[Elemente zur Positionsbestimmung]
+ + +
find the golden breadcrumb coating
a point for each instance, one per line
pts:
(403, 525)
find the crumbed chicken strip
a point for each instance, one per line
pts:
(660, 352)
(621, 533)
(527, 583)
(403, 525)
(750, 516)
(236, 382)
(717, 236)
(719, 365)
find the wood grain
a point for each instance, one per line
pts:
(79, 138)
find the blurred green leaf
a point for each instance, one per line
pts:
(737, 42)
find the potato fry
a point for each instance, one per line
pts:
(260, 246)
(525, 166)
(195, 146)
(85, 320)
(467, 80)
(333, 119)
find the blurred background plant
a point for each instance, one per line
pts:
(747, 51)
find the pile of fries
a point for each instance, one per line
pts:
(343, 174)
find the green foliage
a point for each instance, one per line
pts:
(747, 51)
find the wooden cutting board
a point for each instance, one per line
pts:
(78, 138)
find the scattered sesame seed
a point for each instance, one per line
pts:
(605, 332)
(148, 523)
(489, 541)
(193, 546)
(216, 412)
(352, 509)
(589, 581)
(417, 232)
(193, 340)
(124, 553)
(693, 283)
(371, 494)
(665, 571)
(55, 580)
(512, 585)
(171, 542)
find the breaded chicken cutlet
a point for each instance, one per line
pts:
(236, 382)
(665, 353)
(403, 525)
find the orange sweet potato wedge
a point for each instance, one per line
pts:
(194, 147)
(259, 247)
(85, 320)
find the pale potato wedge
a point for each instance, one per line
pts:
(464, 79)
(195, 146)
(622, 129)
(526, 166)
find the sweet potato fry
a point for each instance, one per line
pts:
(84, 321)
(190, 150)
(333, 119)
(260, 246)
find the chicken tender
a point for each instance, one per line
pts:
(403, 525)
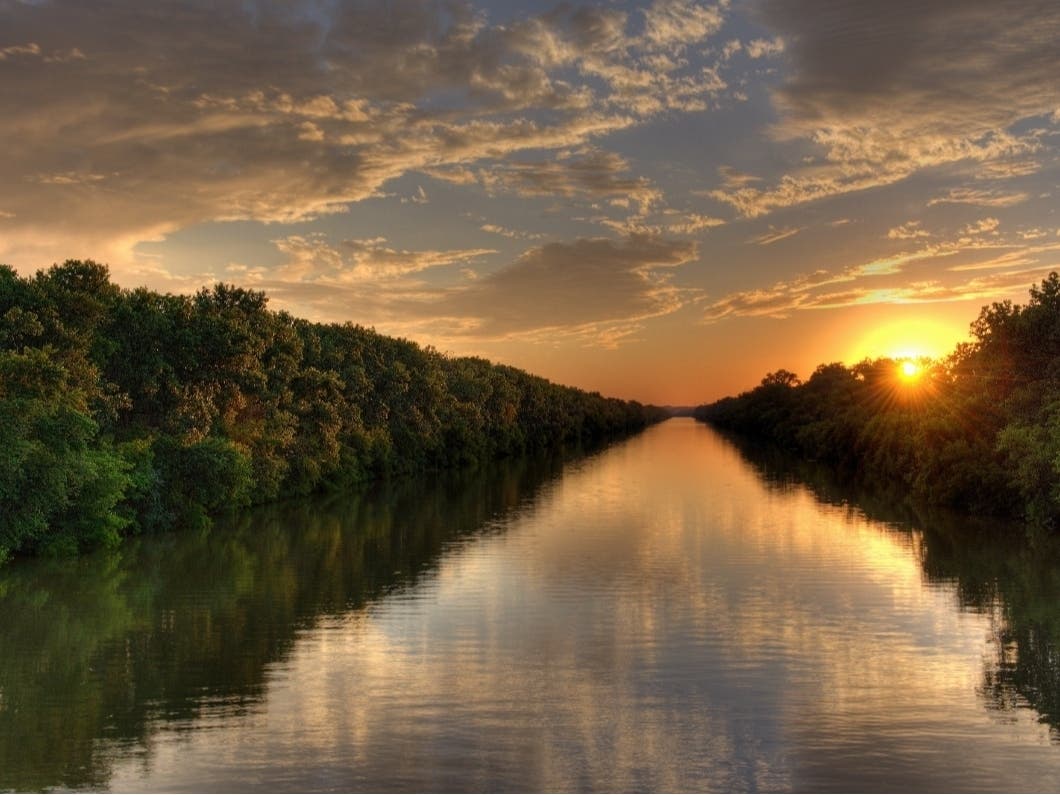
+ + +
### ARBEITSANWEISUNG
Gib bitte die Daten oben vollständig Zeile für Zeile als nummerierte Liste aus. Leerzeilen und Bilder lässt du dabei weg.

### RICHTIGE LÖSUNG
1. find the golden breadcrumb coating
2. a point for each instance, one per line
3. pts:
4. (403, 525)
5. find the crumbed chicken strip
6. a point for each instance, one per line
7. pts:
8. (660, 352)
9. (621, 533)
10. (527, 583)
11. (403, 525)
12. (750, 516)
13. (236, 382)
14. (717, 236)
15. (719, 365)
16. find the wood grain
17. a point for each instance, one per line
18. pts:
19. (79, 138)
20. find the blurred green leaf
21. a point for each instance, one per line
22. pts:
23. (737, 42)
24. find the potato fry
25. a point for each instance, one per line
26. pts:
27. (260, 246)
28. (525, 166)
29. (195, 146)
30. (85, 320)
31. (467, 80)
32. (333, 119)
33. find the blurred background plant
34. a point for each instance, one per line
35. pts:
36. (747, 51)
37. find the pile of fries
38. a point for each instance, one per line
39. pts:
40. (343, 174)
41. find the green foliage
42. a point for each instance, one per line
43. pts:
44. (747, 51)
45. find the wooden cutting board
46. a point for each instance, one per line
47. pts:
48. (78, 138)
49. find the scattered sesame seed
50. a point for each instance, one per line
51. pts:
52. (605, 332)
53. (148, 523)
54. (489, 541)
55. (193, 546)
56. (216, 412)
57. (352, 509)
58. (589, 581)
59. (417, 232)
60. (193, 340)
61. (124, 553)
62. (693, 283)
63. (371, 494)
64. (665, 571)
65. (55, 580)
66. (512, 585)
67. (171, 542)
68. find the breaded chicken cutlet
69. a point for each instance, one per line
70. pts:
71. (236, 382)
72. (665, 353)
73. (403, 525)
74. find the orange sweet potato wedge
75. a point for each instance, one per line
76. pts:
77. (194, 147)
78. (259, 247)
79. (85, 320)
80. find the pale potato wedge
81. a point for each instance, one per line
82. pts:
83. (464, 79)
84. (195, 146)
85. (622, 129)
86. (526, 166)
87. find the sweet potato fry
88. a point for each instance, one per line
89. pts:
90. (84, 321)
91. (190, 150)
92. (333, 119)
93. (260, 246)
94. find the chicken tender
95. a point for each instance, one per line
96. pts:
97. (403, 525)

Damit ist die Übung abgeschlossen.